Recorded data
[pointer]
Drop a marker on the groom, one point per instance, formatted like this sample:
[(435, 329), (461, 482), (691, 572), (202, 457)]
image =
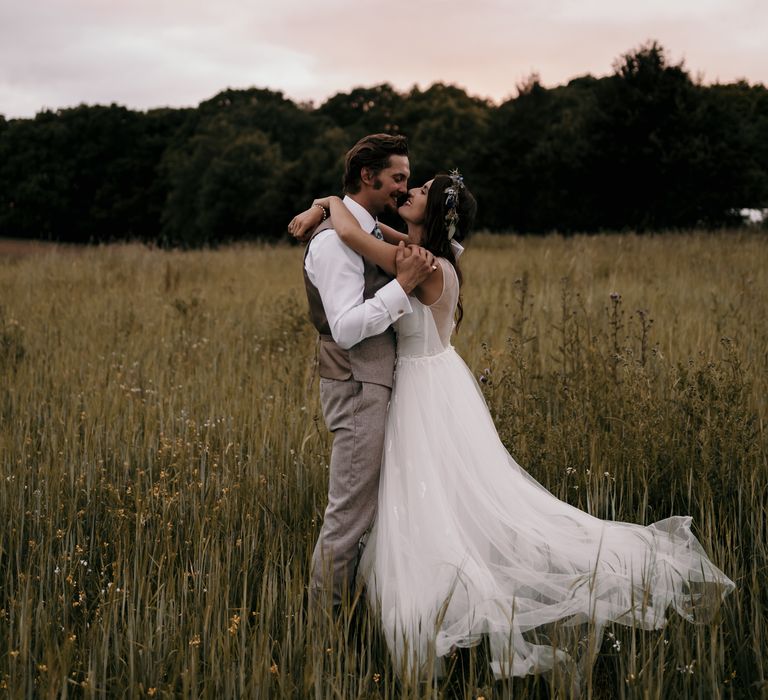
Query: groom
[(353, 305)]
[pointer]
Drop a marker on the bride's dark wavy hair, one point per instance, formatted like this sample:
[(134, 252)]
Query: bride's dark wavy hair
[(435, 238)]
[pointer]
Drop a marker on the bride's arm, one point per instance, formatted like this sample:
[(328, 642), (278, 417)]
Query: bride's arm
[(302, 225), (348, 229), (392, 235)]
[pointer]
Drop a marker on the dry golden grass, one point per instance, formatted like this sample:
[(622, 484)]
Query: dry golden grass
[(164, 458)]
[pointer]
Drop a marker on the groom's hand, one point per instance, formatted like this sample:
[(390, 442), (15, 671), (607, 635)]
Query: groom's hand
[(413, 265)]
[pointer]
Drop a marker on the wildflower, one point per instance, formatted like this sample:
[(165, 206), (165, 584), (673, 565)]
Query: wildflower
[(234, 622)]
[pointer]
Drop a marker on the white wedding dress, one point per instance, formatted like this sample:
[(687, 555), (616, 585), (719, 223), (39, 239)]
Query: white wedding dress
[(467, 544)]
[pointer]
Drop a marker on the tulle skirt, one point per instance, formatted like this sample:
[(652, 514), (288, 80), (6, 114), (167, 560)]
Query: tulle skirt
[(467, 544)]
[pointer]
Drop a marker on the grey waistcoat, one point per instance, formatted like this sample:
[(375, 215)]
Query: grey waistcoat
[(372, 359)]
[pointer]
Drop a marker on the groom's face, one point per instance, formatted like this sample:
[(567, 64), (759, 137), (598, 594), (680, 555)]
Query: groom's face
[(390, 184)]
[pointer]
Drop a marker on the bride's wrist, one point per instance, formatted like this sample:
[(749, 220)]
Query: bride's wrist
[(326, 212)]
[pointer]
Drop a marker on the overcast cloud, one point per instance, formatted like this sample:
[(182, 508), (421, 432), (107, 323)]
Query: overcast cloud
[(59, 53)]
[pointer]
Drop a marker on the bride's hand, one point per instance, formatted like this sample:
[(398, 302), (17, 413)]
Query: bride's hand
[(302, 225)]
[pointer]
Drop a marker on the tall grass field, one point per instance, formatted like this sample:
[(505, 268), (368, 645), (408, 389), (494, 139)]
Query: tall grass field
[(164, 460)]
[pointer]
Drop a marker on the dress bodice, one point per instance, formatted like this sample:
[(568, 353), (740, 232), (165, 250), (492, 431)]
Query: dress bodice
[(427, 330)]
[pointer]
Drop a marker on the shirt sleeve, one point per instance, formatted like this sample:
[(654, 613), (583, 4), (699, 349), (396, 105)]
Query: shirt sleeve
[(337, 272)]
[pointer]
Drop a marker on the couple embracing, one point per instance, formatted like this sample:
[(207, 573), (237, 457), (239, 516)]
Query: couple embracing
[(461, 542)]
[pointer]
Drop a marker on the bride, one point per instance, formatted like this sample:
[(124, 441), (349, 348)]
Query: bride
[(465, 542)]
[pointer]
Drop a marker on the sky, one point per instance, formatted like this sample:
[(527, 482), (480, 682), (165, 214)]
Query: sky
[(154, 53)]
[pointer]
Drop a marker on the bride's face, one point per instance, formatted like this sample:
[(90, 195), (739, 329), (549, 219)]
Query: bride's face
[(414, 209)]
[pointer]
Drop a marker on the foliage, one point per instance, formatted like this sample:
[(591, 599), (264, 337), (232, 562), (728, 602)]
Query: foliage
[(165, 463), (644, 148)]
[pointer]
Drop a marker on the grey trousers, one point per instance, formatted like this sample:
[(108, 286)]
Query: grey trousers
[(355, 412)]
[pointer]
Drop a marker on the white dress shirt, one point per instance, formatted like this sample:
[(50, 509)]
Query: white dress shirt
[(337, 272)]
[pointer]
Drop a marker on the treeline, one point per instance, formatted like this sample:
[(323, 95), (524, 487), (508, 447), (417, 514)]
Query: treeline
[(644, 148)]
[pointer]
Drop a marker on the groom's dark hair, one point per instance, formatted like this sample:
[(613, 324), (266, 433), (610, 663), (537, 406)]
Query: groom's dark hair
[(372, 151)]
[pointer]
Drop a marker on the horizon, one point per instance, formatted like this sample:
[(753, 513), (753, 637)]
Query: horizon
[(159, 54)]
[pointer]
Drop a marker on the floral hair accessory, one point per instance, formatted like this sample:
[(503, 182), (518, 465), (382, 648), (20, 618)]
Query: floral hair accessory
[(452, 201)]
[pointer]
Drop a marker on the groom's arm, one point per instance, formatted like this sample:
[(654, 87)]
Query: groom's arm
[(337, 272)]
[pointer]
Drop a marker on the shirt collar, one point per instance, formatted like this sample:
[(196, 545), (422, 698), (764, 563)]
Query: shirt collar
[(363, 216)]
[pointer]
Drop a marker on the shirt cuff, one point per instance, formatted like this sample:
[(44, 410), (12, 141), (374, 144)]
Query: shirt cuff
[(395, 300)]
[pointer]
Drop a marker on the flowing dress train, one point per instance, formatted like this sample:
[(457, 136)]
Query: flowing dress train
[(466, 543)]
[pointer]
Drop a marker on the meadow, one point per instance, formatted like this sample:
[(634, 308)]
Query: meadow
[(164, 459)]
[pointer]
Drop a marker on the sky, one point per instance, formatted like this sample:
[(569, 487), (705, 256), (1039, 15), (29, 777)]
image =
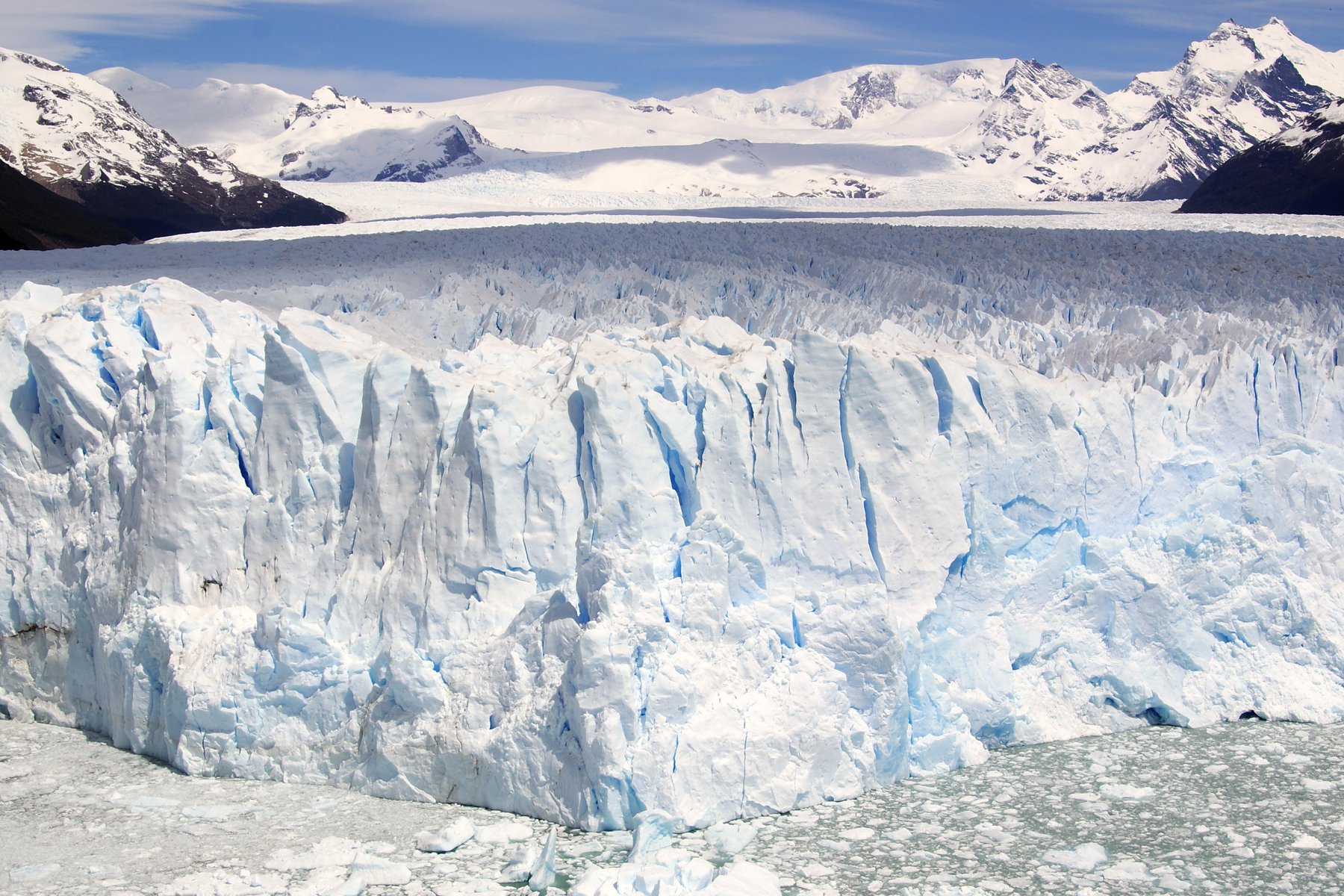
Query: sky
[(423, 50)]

▶ **WRITTEN PROBLEM**
Copy out the whole listing exactly, and don't carry over any pictures.

▶ **RESULT OF THE TASK**
[pointer]
Drop a marker on the groom, one point per instance, formatted like this sample:
[(435, 329), (461, 482), (691, 572), (202, 457)]
image =
Query: groom
[(353, 305)]
[pointer]
Drop a marker on the bride's dark wavy hair, one point per instance, formatted like this sample:
[(134, 252)]
Query: bride's dark wavy hair
[(435, 238)]
[pointer]
Drop a marker on the bride's arm, one point per instance, formatted like this sample:
[(328, 642), (278, 417)]
Query: bride's arm
[(302, 225), (348, 229), (392, 235)]
[pointer]
Drop a marker on the dry golden grass, one point per instance, formatted like this sample:
[(622, 484)]
Query: dry golden grass
[(164, 458)]
[pointer]
Drop a marker on the groom's hand, one point per instance, formatted like this sample:
[(390, 442), (15, 671), (607, 635)]
Query: groom's hand
[(413, 265)]
[pointer]
Drop a marker on the wildflower, one point per instance, formatted like this sample:
[(165, 206), (165, 584), (673, 565)]
Query: wildflower
[(234, 622)]
[pointer]
Drop a marker on the white wedding dress, one point per instance, formatted like this sample:
[(687, 555), (616, 585), (719, 223), (39, 239)]
Query: white wedding dress
[(467, 544)]
[pointer]
Drop a marker on the tulle skirt, one point per instance, formatted like this sample:
[(652, 514), (288, 80), (6, 114), (167, 560)]
Query: tulle skirt
[(467, 544)]
[pointer]
Drop a marker on the grey waistcoat, one point per instance, formatted like this sample:
[(375, 215)]
Query: grey waistcoat
[(372, 359)]
[pointer]
Drop a marker on the groom's face, one point per instance, formatted like this sample:
[(567, 64), (759, 137), (598, 594), (680, 555)]
Query: groom's face
[(390, 184)]
[pointer]
Drop a marker on the bride's wrist, one point per instance, formatted like this sample:
[(749, 220)]
Query: bride's wrist
[(326, 212)]
[pointer]
Drop a marker on the overcast cloud, one point per instance, formatted like this sample:
[(182, 508), (421, 432), (107, 323)]
Query: overcast cloud
[(59, 53)]
[pointer]
Drop a marker on the bride's hand, one point per instance, formatted like this sample:
[(398, 302), (17, 413)]
Query: bride's hand
[(302, 225)]
[pointer]
Drop a marker on the tall grass field, one point per instance, formatted like this sample:
[(505, 268), (368, 645), (408, 389), (494, 139)]
Query: tall grass field
[(164, 460)]
[pointer]
Drop a marker on the dress bodice, one point per instance, formatted like this sample:
[(568, 353), (740, 232), (165, 250), (492, 431)]
Query: dress bodice
[(427, 330)]
[pointer]
Drop a marker on the shirt sleeve, one point per instance, formatted like this sample:
[(654, 613), (583, 4), (699, 349), (396, 105)]
Query: shirt sleeve
[(337, 272)]
[pointer]
Drop a marker on the couple embracing, one point per instance, formatted like this sample:
[(207, 573), (237, 457), (239, 516)]
Query: couple embracing
[(461, 542)]
[pointer]
Drop a marker on the bride, one point per instance, formatted like this sample:
[(124, 441), (349, 348)]
Query: bride
[(465, 542)]
[pointer]
Drop a marker on the sky, one point per instance, formatted like this sample:
[(527, 482), (480, 682), (165, 214)]
Query: sky
[(154, 53)]
[pointer]
Drop a marker on the bride's face, one point per instance, formatted like this sample:
[(90, 195), (739, 329), (549, 219)]
Query: bride's face
[(414, 209)]
[pointer]
Drop a marker on the foliage, one point per instance, formatted like this sample:
[(591, 599), (264, 337), (232, 562), (728, 602)]
Query: foliage
[(165, 463), (644, 148)]
[pointer]
Drop a marker on the grey trousers, one point per instance, formatted like this sample:
[(108, 286)]
Query: grey trousers
[(355, 412)]
[pointer]
Drop a marker on the white dress shirt, one point per instance, formatted like this sample:
[(50, 509)]
Query: white dress shirt
[(337, 272)]
[pointer]
Drop a marker on the treeline, one point per instance, formatted like this sample:
[(323, 95), (524, 487), (508, 447), (417, 514)]
Query: treeline
[(644, 148)]
[pointer]
Drop a marker on the groom's dark hair, one point per instance, formatted like this sample:
[(613, 324), (266, 433), (610, 663), (537, 406)]
Query: groom's dark hair
[(372, 151)]
[pointer]
Drop a marker on the horizon, one point per instance, formatted like this sample:
[(753, 513), (753, 637)]
Query: horizon
[(159, 54)]
[pointer]
Drop a marker on the floral hair accessory, one point per instance, formatted like this sample:
[(503, 182), (518, 465), (382, 648), (20, 618)]
Query: floral hair accessory
[(452, 201)]
[pointer]
Drop a marker on the groom's arm, one point per instance, formatted like this sample:
[(654, 87)]
Query: groom's arm
[(337, 272)]
[pointer]
Drop a marker on the shirt collar, one point per instance, formatted like this sample:
[(196, 545), (422, 698), (764, 563)]
Query: shirt collar
[(363, 216)]
[pointer]
Drop a marker on the shirt cuff, one point per instance, formatted like this sample:
[(44, 410), (12, 141), (374, 144)]
Query: shirt cuff
[(395, 300)]
[pointer]
Drop a marker on the flowing dress train, one point per instance, formatted like this sample:
[(457, 136)]
Query: flowing dress train
[(466, 543)]
[pointer]
Drop a marker on the meadow, one point per instance, formatted like this sample:
[(634, 308)]
Query: meadow
[(164, 459)]
[pointer]
Drop a marker on the sky, one point per instance, formatted like this sample:
[(569, 487), (705, 256), (1039, 15), (29, 777)]
image =
Query: sky
[(423, 50)]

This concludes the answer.